**Instructions for the task**. Reproduce every line of the data from the line containing "Target: trimmed hedge" through the end, including the request lines, and offset each answer coordinate by adding 107 to both of its numbers.

········

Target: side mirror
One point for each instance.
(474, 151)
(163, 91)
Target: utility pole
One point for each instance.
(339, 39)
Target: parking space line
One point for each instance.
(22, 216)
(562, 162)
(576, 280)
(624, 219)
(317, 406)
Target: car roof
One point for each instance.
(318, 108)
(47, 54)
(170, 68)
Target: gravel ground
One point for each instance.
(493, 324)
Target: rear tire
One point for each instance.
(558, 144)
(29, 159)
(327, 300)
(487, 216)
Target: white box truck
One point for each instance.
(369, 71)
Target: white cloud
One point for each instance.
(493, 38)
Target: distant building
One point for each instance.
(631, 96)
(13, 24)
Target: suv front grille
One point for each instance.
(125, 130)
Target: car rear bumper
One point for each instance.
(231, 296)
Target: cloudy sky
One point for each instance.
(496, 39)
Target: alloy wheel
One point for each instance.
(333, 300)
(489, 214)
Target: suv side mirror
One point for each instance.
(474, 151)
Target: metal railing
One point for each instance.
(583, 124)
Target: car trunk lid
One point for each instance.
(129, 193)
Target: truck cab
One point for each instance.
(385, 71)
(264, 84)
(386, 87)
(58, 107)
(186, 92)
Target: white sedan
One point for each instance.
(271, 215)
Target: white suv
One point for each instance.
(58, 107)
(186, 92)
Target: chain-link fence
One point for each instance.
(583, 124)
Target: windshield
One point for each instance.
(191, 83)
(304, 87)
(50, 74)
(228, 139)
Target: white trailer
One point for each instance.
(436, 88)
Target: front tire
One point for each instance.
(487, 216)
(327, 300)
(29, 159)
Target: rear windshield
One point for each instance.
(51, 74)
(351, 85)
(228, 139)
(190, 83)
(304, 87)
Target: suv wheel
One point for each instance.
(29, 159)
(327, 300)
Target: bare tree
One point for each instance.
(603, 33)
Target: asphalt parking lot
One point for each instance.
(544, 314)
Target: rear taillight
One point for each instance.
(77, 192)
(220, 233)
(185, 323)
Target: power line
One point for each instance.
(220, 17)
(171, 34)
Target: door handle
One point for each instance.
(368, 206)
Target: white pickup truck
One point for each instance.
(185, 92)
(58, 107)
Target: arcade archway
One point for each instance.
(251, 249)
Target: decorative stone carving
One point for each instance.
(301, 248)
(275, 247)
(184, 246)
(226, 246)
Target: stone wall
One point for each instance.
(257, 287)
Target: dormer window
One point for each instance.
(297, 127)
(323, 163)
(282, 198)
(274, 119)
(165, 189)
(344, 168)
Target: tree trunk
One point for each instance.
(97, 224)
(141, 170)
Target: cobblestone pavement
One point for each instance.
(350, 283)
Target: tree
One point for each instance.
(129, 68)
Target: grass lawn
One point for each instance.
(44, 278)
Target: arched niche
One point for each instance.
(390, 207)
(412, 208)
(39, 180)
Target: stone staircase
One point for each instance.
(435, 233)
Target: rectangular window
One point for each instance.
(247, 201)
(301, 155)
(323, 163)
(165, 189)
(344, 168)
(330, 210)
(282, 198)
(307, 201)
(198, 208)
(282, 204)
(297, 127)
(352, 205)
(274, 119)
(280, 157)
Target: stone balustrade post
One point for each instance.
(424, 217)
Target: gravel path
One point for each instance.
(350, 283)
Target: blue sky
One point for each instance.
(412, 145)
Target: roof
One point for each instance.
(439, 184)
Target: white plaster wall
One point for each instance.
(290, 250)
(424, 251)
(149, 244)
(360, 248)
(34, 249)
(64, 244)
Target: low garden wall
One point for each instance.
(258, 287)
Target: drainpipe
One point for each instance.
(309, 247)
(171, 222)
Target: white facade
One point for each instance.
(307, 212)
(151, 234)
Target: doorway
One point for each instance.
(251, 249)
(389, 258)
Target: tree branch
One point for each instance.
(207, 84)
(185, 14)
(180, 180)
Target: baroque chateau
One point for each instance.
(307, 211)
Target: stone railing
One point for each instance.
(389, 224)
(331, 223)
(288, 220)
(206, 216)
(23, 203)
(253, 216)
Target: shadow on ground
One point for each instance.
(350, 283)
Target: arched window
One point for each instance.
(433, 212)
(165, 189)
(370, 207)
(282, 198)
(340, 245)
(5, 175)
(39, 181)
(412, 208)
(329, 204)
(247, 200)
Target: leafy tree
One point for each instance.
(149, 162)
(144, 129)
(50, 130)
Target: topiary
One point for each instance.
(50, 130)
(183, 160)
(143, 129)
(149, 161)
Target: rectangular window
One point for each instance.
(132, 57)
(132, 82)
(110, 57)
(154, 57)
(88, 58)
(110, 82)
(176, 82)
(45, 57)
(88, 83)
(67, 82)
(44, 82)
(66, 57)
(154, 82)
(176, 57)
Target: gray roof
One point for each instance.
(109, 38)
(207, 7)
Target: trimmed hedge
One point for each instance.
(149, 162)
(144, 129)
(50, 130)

········

**Solution to the exercise**.
Target: trimmed hedge
One point for each instance.
(256, 269)
(251, 236)
(157, 237)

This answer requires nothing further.